## Objetivo A
Por favor, reescreva as entradas da linha que contém "The locator SHOULD return, for each instance of the wooden" até a linha que contém "The locator SHOULD return, for each instance of the dog's ear", substituindo "marker" por "point" e mantendo todo o resto igual.

## Texto fornecido
━━━━━━━━━━━━━━━━━━━━━━━━━━━━━━

Para além da dança, o charme é um espaço de pertencimento e empoderamento, mas os bailes ainda enfrentam desafios para sua realização no Rio de Janeiro
Por Yasmin Ramalho
Se você gosta de música, já deve ter visto pelo menos algum vídeo de um grupo dançando passos envolventes de forma quase sincronizada. O charme é não só uma dança embalada pelas batidas do soul e do funk, mas uma manifestação cultural de singular importância para a comunidade negra.
O Rio de Janeiro foi berço deste movimento após a chegada do soul na região sudeste, trazendo a cultura dos bailes nos anos 1970 e 1980 em um cenário no qual jovens dos subúrbios se reuniam em grandes festas para dançar, celebrar e se divertir com amigos.
Esta cultura continua se fazendo presente com a proeminência de dois bailes na capital carioca: o Baile Charme do Viaduto de Madureira e o Baile Black Bom.
“O Baile Charme do Viaduto de Madureira é singular por reunir tanta gente com um único propósito: se divertir. Na grande maioria, são jovens negros periféricos que encontram um lugar pra chamar de seu. Escutam as músicas que gostam, aprendem a dançar e ali vão moldando a personalidade, o caráter, a auto-estima”, declarou Michel Jacob, conhecido como DJ Michel.
Aos 12 anos, Michel começou a reger as pistas, tocando em bailes diurnos por conta da idade. Aos 13, se tornou residente do Baile Charme do Viaduto de Madureira, em 1994, mas discotecava apenas de 19h às 21h, limite para alguém de sua idade.
Desde então o laço com este local sagrado no charme carioca se estreitou e 30 anos depois, Michel continua embalando os passinhos dos frequentadores.
Em sua experiência como DJ, ele destaca a característica ímpar dos bailes charme como um espaço de união e empoderamento. “Muitos entendem quem são a partir do momento que passam a frequentar o espaço”, afirmou.
A região central da cidade, berço da cultura negra carioca, também deu origem a outro baile conhecido: o Baile Black Bom.
O evento foi criado na Pedra do Sal em 2013 por Sami Brasil e Antonio Consciência, a partir de sua banda, Consciência Tranquila, um grupo autoral que promove música com informação e consciência. Até que experimentaram um projeto de releituras de clássicos da black music e escolheram a região da Pequena África para estrear este novo formato de show.
“A gente estava nesse processo de pesquisa mesmo do funk soul e queria trazer um som mais dançante. Então, a gente junta esse momento da banda trazendo as releituras com o contato mais aproximado com o movimento negro, com algumas instituições”, conta a produtora cultural Sami Brasil.

━━━━━━━━━━━━━━━━━━━━━━━━━━━━━━

## Objetivo B
De acordo com o texto sobre o charme no Rio de Janeiro, as afirmações abaixo estão corretas? Responda sim ou não para cada uma e cite as palavras do texto que decidem a resposta.
(i) DJ Michel se tornou residente do Baile Charme do Viaduto de Madureira aos 13 anos.
(ii) O Baile Black Bom foi criado em Madureira.
(iii) Sami Brasil é apresentada como DJ.

━━━━━━━━━━━━━━━━━━━━━━━━━━━━━━

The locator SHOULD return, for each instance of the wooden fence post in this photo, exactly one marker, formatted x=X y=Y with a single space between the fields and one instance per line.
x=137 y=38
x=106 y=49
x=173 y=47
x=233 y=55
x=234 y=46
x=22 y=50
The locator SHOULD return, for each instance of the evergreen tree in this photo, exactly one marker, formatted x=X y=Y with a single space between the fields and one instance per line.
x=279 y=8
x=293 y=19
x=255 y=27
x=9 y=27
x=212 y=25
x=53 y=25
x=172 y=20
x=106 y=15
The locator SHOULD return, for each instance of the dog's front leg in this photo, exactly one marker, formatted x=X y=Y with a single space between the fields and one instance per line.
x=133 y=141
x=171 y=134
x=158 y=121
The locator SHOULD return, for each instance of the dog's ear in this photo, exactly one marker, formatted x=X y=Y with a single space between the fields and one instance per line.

━━━━━━━━━━━━━━━━━━━━━━━━━━━━━━

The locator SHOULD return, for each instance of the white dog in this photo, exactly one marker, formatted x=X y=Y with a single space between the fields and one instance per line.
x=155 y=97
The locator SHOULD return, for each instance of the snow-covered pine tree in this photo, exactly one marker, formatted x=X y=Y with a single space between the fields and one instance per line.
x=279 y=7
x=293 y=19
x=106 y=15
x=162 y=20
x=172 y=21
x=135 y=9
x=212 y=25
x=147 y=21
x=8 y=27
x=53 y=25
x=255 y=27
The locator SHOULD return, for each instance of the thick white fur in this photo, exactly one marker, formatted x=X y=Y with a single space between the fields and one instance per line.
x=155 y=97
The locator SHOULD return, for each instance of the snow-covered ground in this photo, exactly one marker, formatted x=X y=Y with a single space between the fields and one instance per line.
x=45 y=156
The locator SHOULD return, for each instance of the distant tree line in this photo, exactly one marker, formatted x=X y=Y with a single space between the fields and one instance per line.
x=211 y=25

━━━━━━━━━━━━━━━━━━━━━━━━━━━━━━

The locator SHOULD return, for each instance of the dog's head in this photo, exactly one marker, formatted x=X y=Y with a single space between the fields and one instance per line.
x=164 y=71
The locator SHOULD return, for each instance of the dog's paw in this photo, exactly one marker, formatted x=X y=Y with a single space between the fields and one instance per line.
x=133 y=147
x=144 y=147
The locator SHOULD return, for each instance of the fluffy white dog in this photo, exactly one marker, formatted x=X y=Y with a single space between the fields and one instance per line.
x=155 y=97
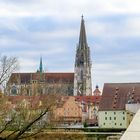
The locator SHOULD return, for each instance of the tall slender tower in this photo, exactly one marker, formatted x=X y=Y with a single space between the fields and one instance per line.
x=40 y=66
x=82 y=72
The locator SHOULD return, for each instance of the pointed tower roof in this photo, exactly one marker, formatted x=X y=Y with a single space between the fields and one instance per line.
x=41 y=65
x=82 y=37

━━━━━━━━━━━━━━━━━━━━━━━━━━━━━━

## Resposta escrita A
The locator SHOULD return, for each instance of the wooden fence post in this photo, exactly one point, formatted x=X y=Y with a single space between the fields and one instance per line.
x=137 y=38
x=106 y=49
x=173 y=47
x=233 y=55
x=234 y=46
x=22 y=50
The locator SHOULD return, for each instance of the evergreen tree in this photo, exactly one point, formatted x=X y=Y with a single space between the fields and one instance per line.
x=279 y=8
x=293 y=19
x=255 y=27
x=9 y=27
x=212 y=25
x=53 y=25
x=172 y=20
x=106 y=15
The locator SHOULD return, for each instance of the dog's front leg in this photo, exactly one point, formatted x=X y=Y with a single space between the fields and one instance per line.
x=133 y=141
x=171 y=134
x=158 y=121
The locator SHOULD return, for each instance of the dog's ear in this photo, exactly one point, formatted x=X y=Y with a single space between the fields and one instance per line.

## Resposta escrita B
(i) Sim: "Aos 13, se tornou residente do Baile Charme do Viaduto de Madureira, em 1994"
(ii) Não: "O evento foi criado na Pedra do Sal em 2013"
(iii) Não: "conta a produtora cultural Sami Brasil"